TEXT PROVIDED:
------------------------------------------------------------

= Imatest =

Imatest LLC is a company that produces image quality testing software, equipment and test charts. Imatest was founded by photographer/engineer Norman Koren in Boulder, Colorado in 2004 to develop software for testing digital camera image quality.

Using Imatest software, a variety of image quality factors can be analyzed including Acutance (image sharpness), color response, image noise, dynamic range, tonal response, lens flare, lens distortion, lens vignetting, texture response, and color moiré.

Imatest software products include Imatest Master: for R&D engineers, Imatest IT: for test automation, and Imatest Studio: for photographers.

Imatest test charts include SFRplus, eSFR ISO, SFRreg, Spilled Coins, and 36-patch Dynamic Range targets.

Imatest has been adopted by a wide range of industries that employ embedded digital imaging systems, including mobile imaging (camera phones), automotive, medical imaging, aerospace and machine vision, as well as publications/reviews, and academic, cultural, and research institutions. Imatest software is referenced in research, art, and industry.

Imatest is a member of the International Organization for Standardization and Institute of Electrical and Electronics Engineers contributing and implementing standardized methods of image quality analysis.

Among many other applications, Imatest has been used to adjust images with different amounts of sharpening to a standard amount of sharpening, and to compare resolution in of those adjusted images. Imatest also tests color accuracy, tone-scale linearity, image distortion, light falloff, and printing gamut.

------------------------------------------------------------

Dataset records:
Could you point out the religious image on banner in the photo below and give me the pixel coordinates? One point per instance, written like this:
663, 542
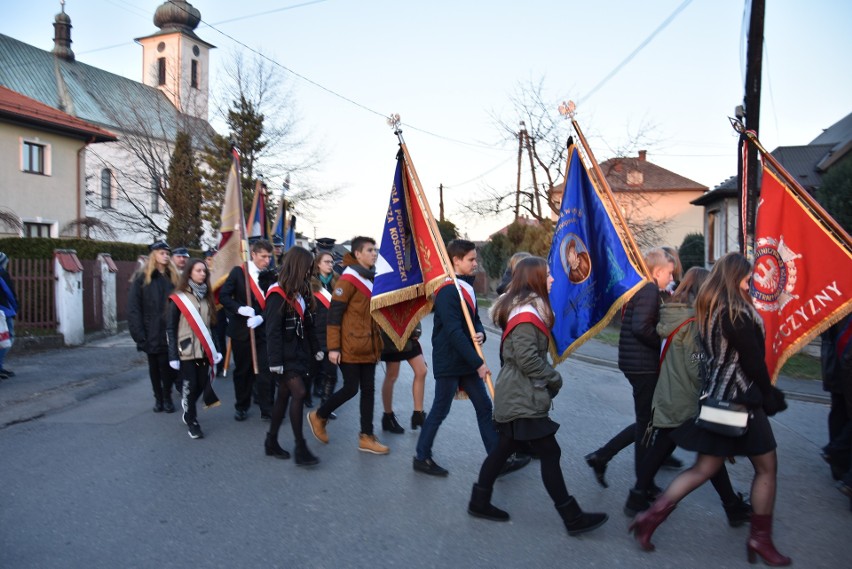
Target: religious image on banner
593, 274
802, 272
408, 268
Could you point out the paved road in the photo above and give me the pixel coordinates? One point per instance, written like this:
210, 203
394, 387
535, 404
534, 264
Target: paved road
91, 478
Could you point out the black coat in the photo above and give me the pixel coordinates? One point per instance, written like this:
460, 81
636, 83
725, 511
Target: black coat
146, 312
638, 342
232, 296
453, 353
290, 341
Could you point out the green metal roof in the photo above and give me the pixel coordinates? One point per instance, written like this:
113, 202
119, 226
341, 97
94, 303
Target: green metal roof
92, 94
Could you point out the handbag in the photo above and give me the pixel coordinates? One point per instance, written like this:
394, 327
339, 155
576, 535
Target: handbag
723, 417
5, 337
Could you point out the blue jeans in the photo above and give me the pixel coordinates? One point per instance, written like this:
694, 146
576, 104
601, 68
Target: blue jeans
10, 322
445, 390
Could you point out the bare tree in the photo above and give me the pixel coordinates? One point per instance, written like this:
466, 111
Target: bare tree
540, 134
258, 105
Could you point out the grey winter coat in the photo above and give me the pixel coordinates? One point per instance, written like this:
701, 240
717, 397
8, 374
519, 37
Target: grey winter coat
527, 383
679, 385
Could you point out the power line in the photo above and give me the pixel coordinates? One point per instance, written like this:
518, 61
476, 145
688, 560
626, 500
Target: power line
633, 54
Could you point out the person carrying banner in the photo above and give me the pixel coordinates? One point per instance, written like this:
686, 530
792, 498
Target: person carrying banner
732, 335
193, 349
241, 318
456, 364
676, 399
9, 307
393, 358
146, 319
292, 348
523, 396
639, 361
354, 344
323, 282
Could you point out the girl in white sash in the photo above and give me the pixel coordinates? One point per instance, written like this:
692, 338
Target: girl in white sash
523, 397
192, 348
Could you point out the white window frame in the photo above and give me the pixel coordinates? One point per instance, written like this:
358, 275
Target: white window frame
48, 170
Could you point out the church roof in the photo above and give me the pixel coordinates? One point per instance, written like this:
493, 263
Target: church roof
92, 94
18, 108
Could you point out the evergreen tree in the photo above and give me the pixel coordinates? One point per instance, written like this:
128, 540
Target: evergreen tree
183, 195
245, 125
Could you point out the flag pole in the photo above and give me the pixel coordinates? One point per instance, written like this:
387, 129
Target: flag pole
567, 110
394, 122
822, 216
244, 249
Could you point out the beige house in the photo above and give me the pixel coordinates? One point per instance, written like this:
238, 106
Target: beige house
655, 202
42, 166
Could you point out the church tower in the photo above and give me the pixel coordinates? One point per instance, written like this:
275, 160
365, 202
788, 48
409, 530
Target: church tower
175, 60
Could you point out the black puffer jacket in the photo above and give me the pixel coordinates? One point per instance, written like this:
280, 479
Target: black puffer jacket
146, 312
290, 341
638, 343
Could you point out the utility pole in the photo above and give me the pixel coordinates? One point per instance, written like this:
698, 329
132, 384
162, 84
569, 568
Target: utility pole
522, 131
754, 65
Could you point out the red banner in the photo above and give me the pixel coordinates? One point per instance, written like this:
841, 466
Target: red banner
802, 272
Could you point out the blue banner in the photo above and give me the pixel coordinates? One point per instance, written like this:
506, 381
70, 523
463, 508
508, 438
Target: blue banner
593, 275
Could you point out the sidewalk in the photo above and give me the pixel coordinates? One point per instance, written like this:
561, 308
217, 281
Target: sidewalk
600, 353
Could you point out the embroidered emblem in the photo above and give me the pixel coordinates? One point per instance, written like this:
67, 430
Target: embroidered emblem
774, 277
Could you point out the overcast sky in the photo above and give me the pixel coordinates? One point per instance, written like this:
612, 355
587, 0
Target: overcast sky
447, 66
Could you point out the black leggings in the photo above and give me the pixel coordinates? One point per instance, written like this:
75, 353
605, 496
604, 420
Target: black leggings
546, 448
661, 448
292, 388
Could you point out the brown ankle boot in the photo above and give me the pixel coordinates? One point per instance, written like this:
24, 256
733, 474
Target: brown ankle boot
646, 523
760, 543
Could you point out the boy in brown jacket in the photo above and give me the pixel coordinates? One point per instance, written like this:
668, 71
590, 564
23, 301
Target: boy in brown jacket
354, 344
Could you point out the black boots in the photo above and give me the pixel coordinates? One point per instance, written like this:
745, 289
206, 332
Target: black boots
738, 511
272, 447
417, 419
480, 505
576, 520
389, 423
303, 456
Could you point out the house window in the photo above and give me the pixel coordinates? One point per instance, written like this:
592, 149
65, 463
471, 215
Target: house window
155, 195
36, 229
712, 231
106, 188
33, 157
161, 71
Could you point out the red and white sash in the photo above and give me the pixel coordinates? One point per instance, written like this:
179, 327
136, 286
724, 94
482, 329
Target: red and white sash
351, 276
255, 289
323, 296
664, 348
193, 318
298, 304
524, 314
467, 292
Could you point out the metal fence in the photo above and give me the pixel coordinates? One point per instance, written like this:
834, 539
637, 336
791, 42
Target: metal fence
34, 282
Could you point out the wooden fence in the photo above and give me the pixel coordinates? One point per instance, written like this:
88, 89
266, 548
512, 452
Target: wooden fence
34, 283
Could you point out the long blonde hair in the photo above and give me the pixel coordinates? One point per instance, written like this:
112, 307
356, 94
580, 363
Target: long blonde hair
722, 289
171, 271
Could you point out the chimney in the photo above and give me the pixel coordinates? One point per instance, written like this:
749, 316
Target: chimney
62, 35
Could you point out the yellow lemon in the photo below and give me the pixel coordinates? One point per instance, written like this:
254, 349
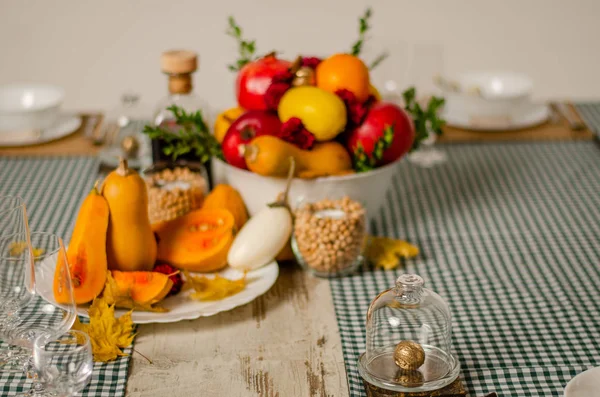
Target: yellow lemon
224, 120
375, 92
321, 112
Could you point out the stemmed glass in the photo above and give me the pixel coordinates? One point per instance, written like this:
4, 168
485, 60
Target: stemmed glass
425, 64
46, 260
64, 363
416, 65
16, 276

------------------------------------------------------------

ACTIVITY:
Based on the Imatest text, explain why Norman Koren founded Imatest. You won't need the records for this.

TASK SOLUTION:
Norman Koren founded Imatest in Boulder, Colorado, in 2004 to develop software for testing the image quality of digital cameras.